Material for the task |
▼

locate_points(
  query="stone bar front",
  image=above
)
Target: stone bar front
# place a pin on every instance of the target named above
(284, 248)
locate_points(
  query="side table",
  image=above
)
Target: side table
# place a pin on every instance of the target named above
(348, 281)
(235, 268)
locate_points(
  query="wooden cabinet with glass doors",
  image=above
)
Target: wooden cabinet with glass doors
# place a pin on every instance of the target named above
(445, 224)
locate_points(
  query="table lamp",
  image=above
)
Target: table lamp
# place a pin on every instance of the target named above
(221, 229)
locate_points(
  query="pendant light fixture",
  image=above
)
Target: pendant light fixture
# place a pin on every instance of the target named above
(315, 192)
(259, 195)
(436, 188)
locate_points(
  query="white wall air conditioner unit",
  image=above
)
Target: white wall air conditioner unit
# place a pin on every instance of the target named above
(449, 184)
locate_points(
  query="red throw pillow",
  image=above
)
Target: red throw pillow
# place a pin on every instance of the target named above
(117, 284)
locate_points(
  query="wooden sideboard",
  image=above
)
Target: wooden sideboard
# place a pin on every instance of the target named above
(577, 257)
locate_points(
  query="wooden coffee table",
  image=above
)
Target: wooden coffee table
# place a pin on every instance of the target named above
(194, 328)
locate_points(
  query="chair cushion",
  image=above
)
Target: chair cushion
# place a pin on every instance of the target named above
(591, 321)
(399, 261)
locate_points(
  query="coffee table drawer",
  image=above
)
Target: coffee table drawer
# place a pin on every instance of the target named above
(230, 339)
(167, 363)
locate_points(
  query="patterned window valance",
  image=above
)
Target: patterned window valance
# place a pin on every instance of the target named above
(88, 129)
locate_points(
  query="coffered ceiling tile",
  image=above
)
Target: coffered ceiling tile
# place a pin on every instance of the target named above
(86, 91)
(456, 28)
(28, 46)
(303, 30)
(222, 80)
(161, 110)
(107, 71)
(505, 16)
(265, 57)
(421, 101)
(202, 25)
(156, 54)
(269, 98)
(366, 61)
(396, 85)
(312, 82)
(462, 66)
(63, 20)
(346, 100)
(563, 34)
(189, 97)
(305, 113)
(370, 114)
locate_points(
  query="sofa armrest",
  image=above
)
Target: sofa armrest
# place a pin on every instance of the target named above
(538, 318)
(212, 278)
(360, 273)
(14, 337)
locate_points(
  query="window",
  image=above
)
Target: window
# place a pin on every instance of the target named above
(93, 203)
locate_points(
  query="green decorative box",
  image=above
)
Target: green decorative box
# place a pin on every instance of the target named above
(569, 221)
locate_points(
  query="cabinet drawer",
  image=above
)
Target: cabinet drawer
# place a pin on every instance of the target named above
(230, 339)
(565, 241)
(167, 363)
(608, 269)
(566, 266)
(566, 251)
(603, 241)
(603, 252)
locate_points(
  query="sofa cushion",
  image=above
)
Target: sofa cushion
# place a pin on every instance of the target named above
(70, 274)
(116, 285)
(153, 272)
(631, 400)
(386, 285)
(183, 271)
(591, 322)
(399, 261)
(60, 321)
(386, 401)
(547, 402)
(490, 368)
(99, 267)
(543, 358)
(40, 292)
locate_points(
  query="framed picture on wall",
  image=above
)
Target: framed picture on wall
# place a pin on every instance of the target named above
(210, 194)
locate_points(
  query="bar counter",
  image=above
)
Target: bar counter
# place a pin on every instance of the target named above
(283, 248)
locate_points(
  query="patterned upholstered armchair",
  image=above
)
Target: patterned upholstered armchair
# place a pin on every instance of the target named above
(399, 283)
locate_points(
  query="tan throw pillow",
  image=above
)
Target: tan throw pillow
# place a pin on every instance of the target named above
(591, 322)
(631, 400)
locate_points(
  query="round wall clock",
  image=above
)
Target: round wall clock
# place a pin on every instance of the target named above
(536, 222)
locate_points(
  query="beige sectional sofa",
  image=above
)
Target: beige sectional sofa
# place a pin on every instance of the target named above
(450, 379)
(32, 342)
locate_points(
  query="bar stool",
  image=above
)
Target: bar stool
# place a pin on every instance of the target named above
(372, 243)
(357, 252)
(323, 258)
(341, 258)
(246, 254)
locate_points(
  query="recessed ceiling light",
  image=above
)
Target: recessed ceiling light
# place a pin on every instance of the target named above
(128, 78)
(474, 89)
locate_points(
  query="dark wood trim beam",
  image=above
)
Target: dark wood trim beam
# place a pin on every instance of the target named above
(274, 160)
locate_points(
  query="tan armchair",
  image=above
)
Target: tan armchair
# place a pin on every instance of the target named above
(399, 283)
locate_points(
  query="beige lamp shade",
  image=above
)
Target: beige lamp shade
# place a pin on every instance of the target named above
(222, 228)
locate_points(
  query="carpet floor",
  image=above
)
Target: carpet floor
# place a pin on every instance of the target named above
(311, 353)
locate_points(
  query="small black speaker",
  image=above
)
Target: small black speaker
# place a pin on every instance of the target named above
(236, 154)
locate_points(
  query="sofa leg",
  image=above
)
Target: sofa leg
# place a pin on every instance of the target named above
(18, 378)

▲

Give an exact repetition of all the material.

locate_points(
  query="stone bar front",
  image=above
)
Target: stone bar front
# place a pin on every instance of the target named above
(284, 248)
locate_points(
  query="side table",
  image=above
)
Target: side table
# place a pin on every instance of the target named above
(348, 281)
(235, 268)
locate_points(
  query="wooden cabinet with glass doors",
  image=above
)
Target: wooden cabinet with glass doors
# place a pin on every instance of the target named above
(445, 224)
locate_points(
  query="table lamp",
  image=above
)
Target: table lamp
# place a pin on every instance of the target named above
(221, 229)
locate_points(
  query="pendant light fixture",
  image=above
)
Target: pendant light fixture
# place a pin on every instance of the target named above
(315, 192)
(259, 195)
(436, 188)
locate_points(
  query="white wall air conditioner unit",
  image=above
)
Target: white wall air conditioner unit
# place a pin on every instance of the target named above
(449, 184)
locate_points(
  query="red throw pillow",
  image=above
)
Target: red throw pillow
# place a pin on every instance of the target named above
(117, 284)
locate_points(
  query="wooden sideboard",
  image=above
)
Target: wooden sideboard
# place a pin on every instance of the target named above
(577, 257)
locate_points(
  query="wooden coffee table",
  image=above
)
Target: wooden coffee table
# place a pin on every instance of the target named above
(194, 328)
locate_points(
  query="chair cushion",
  image=above
)
Target: chair cushion
# place a pin on every instance of the target named above
(591, 321)
(399, 261)
locate_points(
  query="coffee table drawer",
  image=above
)
Target: coffee table drawer
# place a pin on every instance of the target named above
(230, 339)
(167, 363)
locate_points(
  query="patterned window valance",
  image=above
)
Target: patterned window valance
# place a pin on every instance of the target named above
(88, 129)
locate_points(
  query="coffered ceiling tile",
  image=above
)
Target: coffered ceiling tile
# place a pin on every instance of the target named above
(86, 91)
(456, 28)
(28, 46)
(303, 30)
(222, 80)
(161, 110)
(107, 71)
(505, 16)
(265, 57)
(421, 101)
(202, 25)
(156, 54)
(269, 98)
(366, 61)
(396, 85)
(312, 82)
(462, 66)
(63, 20)
(346, 100)
(563, 34)
(189, 97)
(305, 113)
(370, 114)
locate_points(
  query="sofa armrest",
  image=above
)
Target: sofa armrest
# place a pin on every instance of the target named above
(538, 318)
(212, 278)
(360, 273)
(14, 337)
locate_points(
  query="window",
  image=above
)
Target: window
# place a pin on every instance of the target named above
(93, 203)
locate_points(
  query="green decorative box",
  image=above
)
Target: green decorative box
# place a pin on every instance of the target named above
(569, 221)
locate_points(
  query="cabinet drawer",
  image=above
)
Target: cabinet drawer
# place a pin on every instance of the target named above
(230, 339)
(565, 241)
(167, 363)
(608, 269)
(566, 266)
(566, 251)
(603, 241)
(603, 252)
locate_points(
  query="sofa cushion",
  image=above
)
Target: sofa cushion
# place a pin on every instance of the target named above
(70, 274)
(116, 285)
(153, 272)
(631, 400)
(386, 285)
(183, 271)
(591, 322)
(399, 261)
(60, 321)
(386, 401)
(547, 402)
(490, 368)
(99, 267)
(543, 358)
(40, 292)
locate_points(
  query="framed picture on wall",
  image=above
)
Target: framed picture on wall
# place a pin on every instance of the target named above
(210, 194)
locate_points(
  query="bar counter",
  image=above
)
Target: bar counter
# place a pin on every instance of the target named above
(283, 248)
locate_points(
  query="patterned upholstered armchair",
  image=above
)
Target: patterned upholstered armchair
# place a pin on every instance of the target named above
(399, 283)
locate_points(
  query="tan throw pillow",
  image=above
)
Target: tan throw pillow
# place a pin on every instance of the target named above
(591, 322)
(631, 400)
locate_points(
  query="round wall clock",
  image=above
)
Target: round wall clock
# place a pin on every instance of the target named above
(536, 222)
locate_points(
  query="beige sectional sofa",
  image=above
)
Target: beige sectional sofa
# place a pin on every instance of the target named above
(450, 379)
(32, 342)
locate_points(
  query="bar stool",
  image=above
)
Target: bar stool
# place a pin on every instance of the target named above
(372, 243)
(357, 252)
(323, 258)
(341, 258)
(246, 254)
locate_points(
  query="recessed ceiling light",
  image=above
)
Target: recessed ceiling light
# place a pin on every instance of the target named above
(128, 78)
(474, 89)
locate_points(
  query="dark wood trim beam",
  image=above
)
Target: dark wood trim beam
# place a pin on every instance of the target named above
(274, 160)
locate_points(
  query="tan armchair",
  image=above
)
Target: tan armchair
# place a pin on every instance of the target named above
(399, 283)
locate_points(
  query="beige lamp shade",
  image=above
)
Target: beige lamp shade
# place a pin on every instance of the target named above
(222, 228)
locate_points(
  query="carpet floor",
  image=above
)
Target: carpet floor
# place a pin on every instance of the target named above
(311, 353)
locate_points(
  query="small black speaker",
  image=above
)
Target: small black speaker
# place a pin on every instance of the target named above
(236, 154)
locate_points(
  query="sofa leg",
  image=above
)
Target: sofa leg
# place a pin on every instance of the target named above
(18, 378)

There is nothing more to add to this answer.